(Named-object pointing records)

◆ ◆ ◆ ◆ ◆ ◆ ◆

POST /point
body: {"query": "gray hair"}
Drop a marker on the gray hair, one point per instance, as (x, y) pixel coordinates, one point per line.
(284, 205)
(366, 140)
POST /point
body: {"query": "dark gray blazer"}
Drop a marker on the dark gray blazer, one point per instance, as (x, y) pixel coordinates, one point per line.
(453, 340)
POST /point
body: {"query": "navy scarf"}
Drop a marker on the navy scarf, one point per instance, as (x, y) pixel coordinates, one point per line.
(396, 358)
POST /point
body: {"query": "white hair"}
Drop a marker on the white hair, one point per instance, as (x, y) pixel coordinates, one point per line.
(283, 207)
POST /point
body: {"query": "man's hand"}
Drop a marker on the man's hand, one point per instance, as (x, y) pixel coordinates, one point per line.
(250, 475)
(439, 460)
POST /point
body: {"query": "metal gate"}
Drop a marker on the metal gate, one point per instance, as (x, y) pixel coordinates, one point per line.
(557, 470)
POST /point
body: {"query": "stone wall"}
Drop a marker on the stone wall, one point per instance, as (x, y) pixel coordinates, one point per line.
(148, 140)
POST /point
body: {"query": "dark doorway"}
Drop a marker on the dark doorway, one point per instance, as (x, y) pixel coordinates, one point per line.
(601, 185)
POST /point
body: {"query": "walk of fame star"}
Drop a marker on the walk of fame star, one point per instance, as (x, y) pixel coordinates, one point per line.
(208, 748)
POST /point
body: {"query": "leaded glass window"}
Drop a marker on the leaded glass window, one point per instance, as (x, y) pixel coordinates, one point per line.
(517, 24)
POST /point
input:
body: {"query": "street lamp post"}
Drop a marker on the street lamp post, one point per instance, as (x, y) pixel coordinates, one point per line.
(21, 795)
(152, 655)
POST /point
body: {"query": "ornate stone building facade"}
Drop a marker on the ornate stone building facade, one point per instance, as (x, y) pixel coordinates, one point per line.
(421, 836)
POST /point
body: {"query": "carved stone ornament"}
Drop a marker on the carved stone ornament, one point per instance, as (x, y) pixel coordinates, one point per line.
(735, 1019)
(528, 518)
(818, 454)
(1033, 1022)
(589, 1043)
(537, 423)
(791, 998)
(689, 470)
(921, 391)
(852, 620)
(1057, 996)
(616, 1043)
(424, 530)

◆ ◆ ◆ ◆ ◆ ◆ ◆

**REQUEST**
All records above must be set down exactly, please.

**OUTPUT OF THE TASK**
POST /point
body: {"query": "gray hair"}
Drop a marker on the gray hair, one point per instance, as (x, y) pixel coordinates, one point per line.
(284, 205)
(366, 140)
POST /point
body: {"query": "dark gray blazer"}
Drop a marker on the dark gray blazer, one point per instance, as (x, y) pixel coordinates, one point per line.
(453, 340)
POST /point
body: {"query": "navy scarf"}
Drop a marker on the navy scarf, one point per instance, as (x, y) pixel coordinates, one point per line.
(396, 358)
POST /point
body: {"query": "white hair"}
Drop a marker on the white hair, one point per instance, as (x, y) pixel coordinates, one point per line.
(283, 207)
POST /point
body: {"query": "man's hand"}
Drop a marker on the man's hand, one point per instance, as (x, y) pixel coordinates, one point per line.
(250, 475)
(439, 460)
POST /point
body: {"query": "metal gate"}
Drop a marker on the metal gate, one point per instance, as (x, y) pixel coordinates, one point per line.
(557, 470)
POST /point
body: {"query": "stone wall"}
Drop a marker on the stone wall, one point per instance, as (x, y) pixel coordinates, one point per line.
(148, 140)
POST /point
body: {"query": "dark doorway"}
Drop a marker on the dark doorway, one point per instance, as (x, y) pixel coordinates, one point per line.
(601, 185)
POST /point
body: {"query": "walk of fame star"}
Drop a marker on the walk of fame star, one point per instance, as (x, y) pixel coordinates, one point per line.
(208, 748)
POST /point
body: {"query": "leaded glass window"}
Drop a marker on the leaded glass window, one point per instance, as (x, y) pixel coordinates, one point per line.
(517, 24)
POST /point
input:
body: {"query": "street lamp post"}
Drop a marker on the street lamp post, one point per instance, as (x, y) pixel coordinates, one point per line.
(21, 795)
(152, 655)
POST /point
body: {"query": "ornate stone building facade"}
Drop a marker on the ornate stone building facade, one point per instance, as (x, y) pixel coordinates, one point per line.
(421, 836)
POST /point
body: {"query": "carved stone ornament"}
Drop a marker on the carved stone ornament, one point per instance, as (x, y) pixel coordinates, one point per line.
(735, 1019)
(528, 518)
(818, 454)
(1033, 1022)
(589, 1043)
(537, 423)
(791, 998)
(689, 470)
(921, 391)
(852, 620)
(1057, 996)
(616, 1043)
(424, 530)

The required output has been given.